┌─ Data records
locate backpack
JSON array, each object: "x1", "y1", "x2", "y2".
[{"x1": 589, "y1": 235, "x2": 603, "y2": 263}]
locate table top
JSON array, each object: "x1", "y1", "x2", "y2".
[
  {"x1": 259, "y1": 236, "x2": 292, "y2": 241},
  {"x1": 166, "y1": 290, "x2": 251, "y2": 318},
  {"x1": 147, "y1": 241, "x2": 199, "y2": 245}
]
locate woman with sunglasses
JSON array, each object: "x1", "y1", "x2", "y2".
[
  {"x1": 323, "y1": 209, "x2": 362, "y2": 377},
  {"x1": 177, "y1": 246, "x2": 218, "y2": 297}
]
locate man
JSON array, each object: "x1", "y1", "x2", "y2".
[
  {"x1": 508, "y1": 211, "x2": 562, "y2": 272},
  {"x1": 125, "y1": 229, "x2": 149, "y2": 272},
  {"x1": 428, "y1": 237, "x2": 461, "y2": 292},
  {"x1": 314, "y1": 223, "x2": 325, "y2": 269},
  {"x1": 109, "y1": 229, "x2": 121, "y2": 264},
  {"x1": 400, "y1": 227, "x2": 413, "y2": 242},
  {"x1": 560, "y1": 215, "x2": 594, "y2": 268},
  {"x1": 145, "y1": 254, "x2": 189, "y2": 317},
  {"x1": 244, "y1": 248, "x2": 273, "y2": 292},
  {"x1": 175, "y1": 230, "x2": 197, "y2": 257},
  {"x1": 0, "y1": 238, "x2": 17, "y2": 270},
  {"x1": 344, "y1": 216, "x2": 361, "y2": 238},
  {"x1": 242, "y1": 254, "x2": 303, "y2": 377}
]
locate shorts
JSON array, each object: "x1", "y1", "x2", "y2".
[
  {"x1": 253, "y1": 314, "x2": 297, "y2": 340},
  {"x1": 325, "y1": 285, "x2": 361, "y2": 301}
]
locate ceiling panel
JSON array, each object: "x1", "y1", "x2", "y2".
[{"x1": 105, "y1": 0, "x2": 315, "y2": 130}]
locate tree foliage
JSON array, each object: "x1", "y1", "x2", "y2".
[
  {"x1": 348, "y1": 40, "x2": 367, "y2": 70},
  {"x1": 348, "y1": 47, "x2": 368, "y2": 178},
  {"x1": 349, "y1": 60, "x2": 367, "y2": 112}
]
└─
┌─ Data records
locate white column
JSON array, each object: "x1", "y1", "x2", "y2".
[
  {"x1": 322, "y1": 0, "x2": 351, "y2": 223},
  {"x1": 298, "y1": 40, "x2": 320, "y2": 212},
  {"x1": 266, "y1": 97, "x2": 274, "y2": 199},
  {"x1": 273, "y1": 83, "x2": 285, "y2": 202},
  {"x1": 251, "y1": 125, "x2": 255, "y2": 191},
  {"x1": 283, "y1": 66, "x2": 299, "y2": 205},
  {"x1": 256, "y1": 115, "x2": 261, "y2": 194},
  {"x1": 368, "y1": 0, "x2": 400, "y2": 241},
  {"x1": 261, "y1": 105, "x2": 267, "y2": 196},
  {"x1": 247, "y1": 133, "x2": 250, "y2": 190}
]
└─
**Task to carry out:** Exactly one number should be given, showing how many lines of the material above contain the string "locate".

**Response:** 8